**PASSAGE TO READ**
———
U.S. drops requirement that overseas AIDS groups oppose sex work
Randall Tobias, head of the U.S. State Department's Office of the Global AIDS Coordinator, this week bowed to harsh reactions from AIDS activists and HIV experts, announcing that his office has dropped a recently created regulation requiring overseas recipients of U.S. AIDS grants through the Global Fund to Fight AIDS, Tuberculosis, and Malaria to sign a document opposing sex work, The Washington Post reports. The government had implemented a policy forcing all recipients of U.S. AIDS funds, including those given to and distributed by the United Nations-led Global Fund, to sign a document stating opposition to sex work, even if they did no direct HIV prevention outreach to sex workers. The Centers for Disease Control and Prevention had created a pledge document specifically for distribution to more than 3,000 groups in 128 countries that receive Global Fund money.
Overseas AIDS activists said signing the pledge would have severely hampered their HIV prevention and education work among sex workers, which typically have some of the highest HIV prevalence rates in developing nations. A group of health and AIDS organizations--CARE, the International Rescue Committee, Save the Children, and the International Center for Research on Women--wrote to Tobias in February to denounce the new policy. Global Fund officials also worried that the agency would lose U.S. funding--which makes up about one third of the agency's annual budget--if it did not enforce the policy among its grant recipients in more than 100 poor nations.
———
**COLLECTED DATA**
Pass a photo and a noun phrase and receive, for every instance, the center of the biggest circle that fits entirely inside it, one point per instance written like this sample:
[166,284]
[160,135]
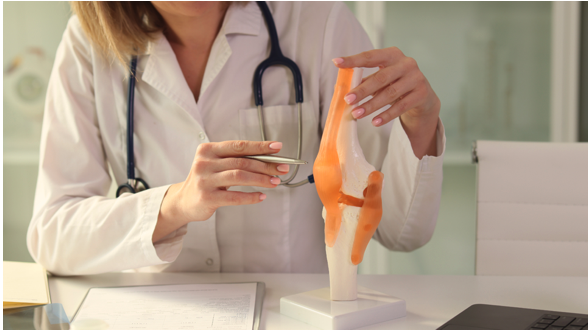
———
**LIST OF TASKS**
A. In the article about the dropped U.S. AIDS grant rule, what share of the Global Fund's annual budget does U.S. funding make up?
B. Continue the article on the U.S. decision to drop its anti-sex-work pledge for overseas AIDS groups, starting after its final sentence.
The data has no connection to the article about the U.S. AIDS grant rule.

**RESULTS BY TASK**
A. About one third.

B.
Health and Human Services spokesman Kevin Keane said the CDC document for Global Fund recipients "hadn't been fully reviewed and cleared" and has been rescinded. Tobias said the document that had been presented to overseas AIDS groups for their signatures "is not one I have seen and considered," and added that his office does not intend to invoke such a pledge in the future. It was unclear, however, whether other HHS or Bush administration officials would attempt to resurrect the sex-work pledge for Global AIDS Fund grant recipients.
Countries receiving U.S. AIDS funds directly through the President's Emergency Plan for AIDS Relief are still required to sign pledges opposing sex work.